[TEXT SEGMENT]
It's All In The Text
by Dr. Art Bowler

Dr. Art Bowler is a psychologist who practices at 138 W. 25th Street in New York City.  He can be reached at 646-823-5080 or at www.drartbowler.com. 
 
Instant text messaging has seemed to hit the nation in recent years as one of the latest technological trends that has enabled individuals to be "accessible" in most anyplace where satellite signals can reach.  Messages are traded by typing text into a text messaging device and sending it via satellite to another text user where it is read.  Thoughts, ideas, and updates can be sent quickly and easily.  This is not the day of smoke signals: it is the day of satellites. 
 
Text messaging has its’ virtues.  Messages are sent immediately with no time delay.   Continual trading of messages allows virtual communication.  Text messaging is quiet and less disturbing than a cell phone.  Text messages are saved after they are read and provide documentation of addresses, times of meetings, instructions, and contact persons.  And text messaging allows us to be contacted anywhere where we can receive a satellite signal within range. 

Texting also has its’ negatives.  It highlights the narcissistic style of our time.  It asserts that we are in demand and must be accessible day and night.  Its’ devices have taken on designer styles and have become virtual status symbols.  People are using text messages to do what they won’t do in person or on the phone (cancel appointments, express feelings, share vulnerabilities).  Text messages limits verbal interaction with others and can lead to feelings of physical isolation.  Texting avoids true intimacy and connectedness.    

As a psychologist in private practice, I am familiar with text messages.  In fact, I often see them pre-, post-, and sometimes during, session (which is another article in and of itself).  Text messaging, used improperly, serves as a means of temporary escape, as a way of avoiding issues in the immediate environment (home, work, people), and as a method for people to numb out and dissociate.  As I listen to my clients speak about using text as a way of ending a relationship, canceling commitments, and avoiding intimacy, I realize that convenience is rarely the reason for sending certain text messages.  Often, the reason has to do with fear, shame, a lack of empathy, problems with assertiveness, low self-esteem, and a denial of the importance of the issue at hand. 
   
So how can we all text well?  Use this text etiquette guide so you can utilize this medium withoug compromising yourself.  

When you can call, I suggest calling.  Calling is personal; it lets the recipient of the call know two things: that you want to speak with them and that they are important to you.

[DIRECTION] Revise everything in the text-messaging article from "As a psychologist" down to "withoug compromising yourself.", putting "customers" in place of "clients".

[SUPPLIED INFORMATION]
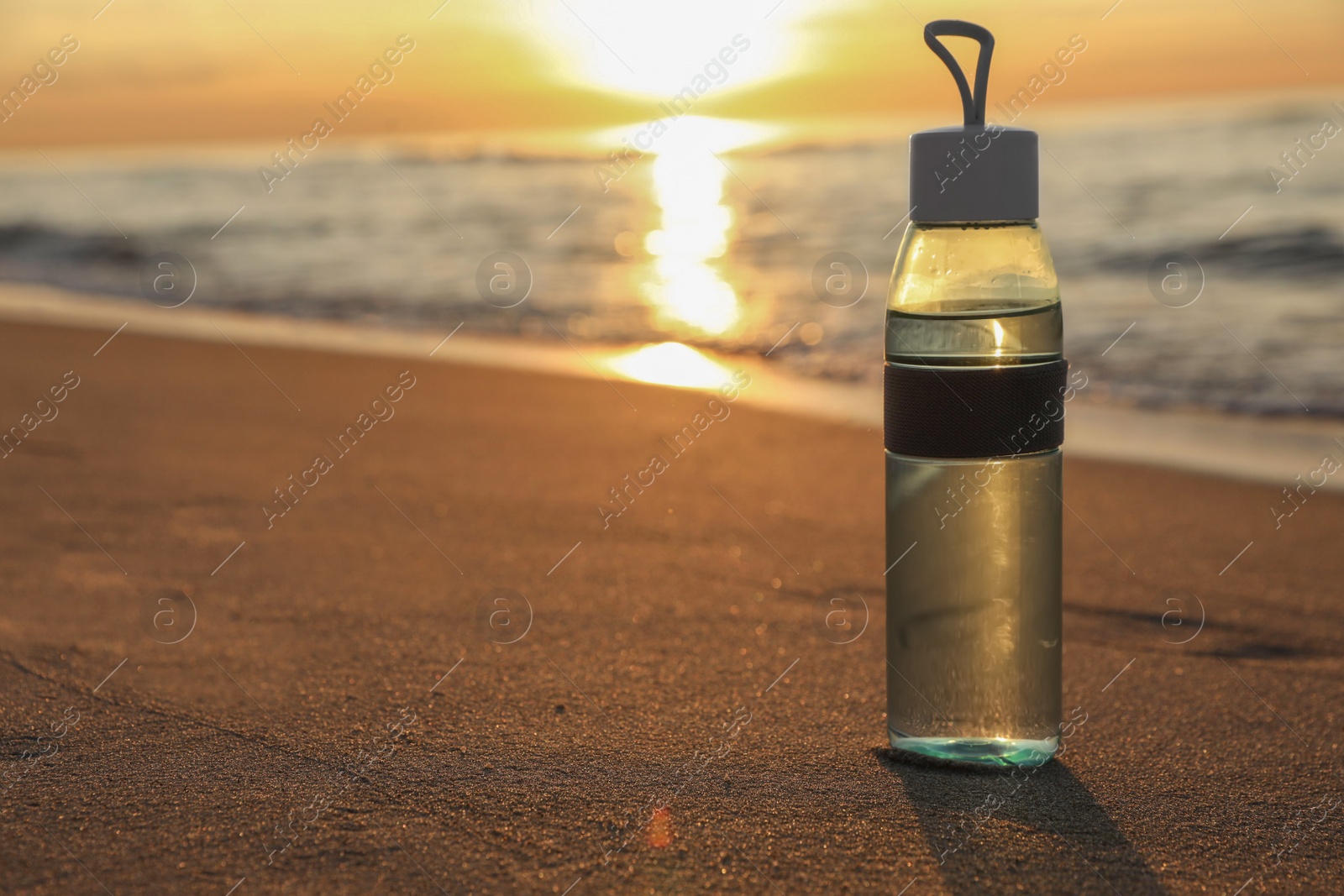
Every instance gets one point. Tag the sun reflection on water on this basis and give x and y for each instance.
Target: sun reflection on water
(685, 282)
(671, 364)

[THE ANSWER]
As a psychologist in private practice, I am familiar with text messages.  In fact, I often see them pre-, post-, and sometimes during, session (which is another article in and of itself).  Text messaging, used improperly, serves as a means of temporary escape, as a way of avoiding issues in the immediate environment (home, work, people), and as a method for people to numb out and dissociate.  As I listen to my customers speak about using text as a way of ending a relationship, canceling commitments, and avoiding intimacy, I realize that convenience is rarely the reason for sending certain text messages.  Often, the reason has to do with fear, shame, a lack of empathy, problems with assertiveness, low self-esteem, and a denial of the importance of the issue at hand. 
   
So how can we all text well?  Use this text etiquette guide so you can utilize this medium withoug compromising yourself.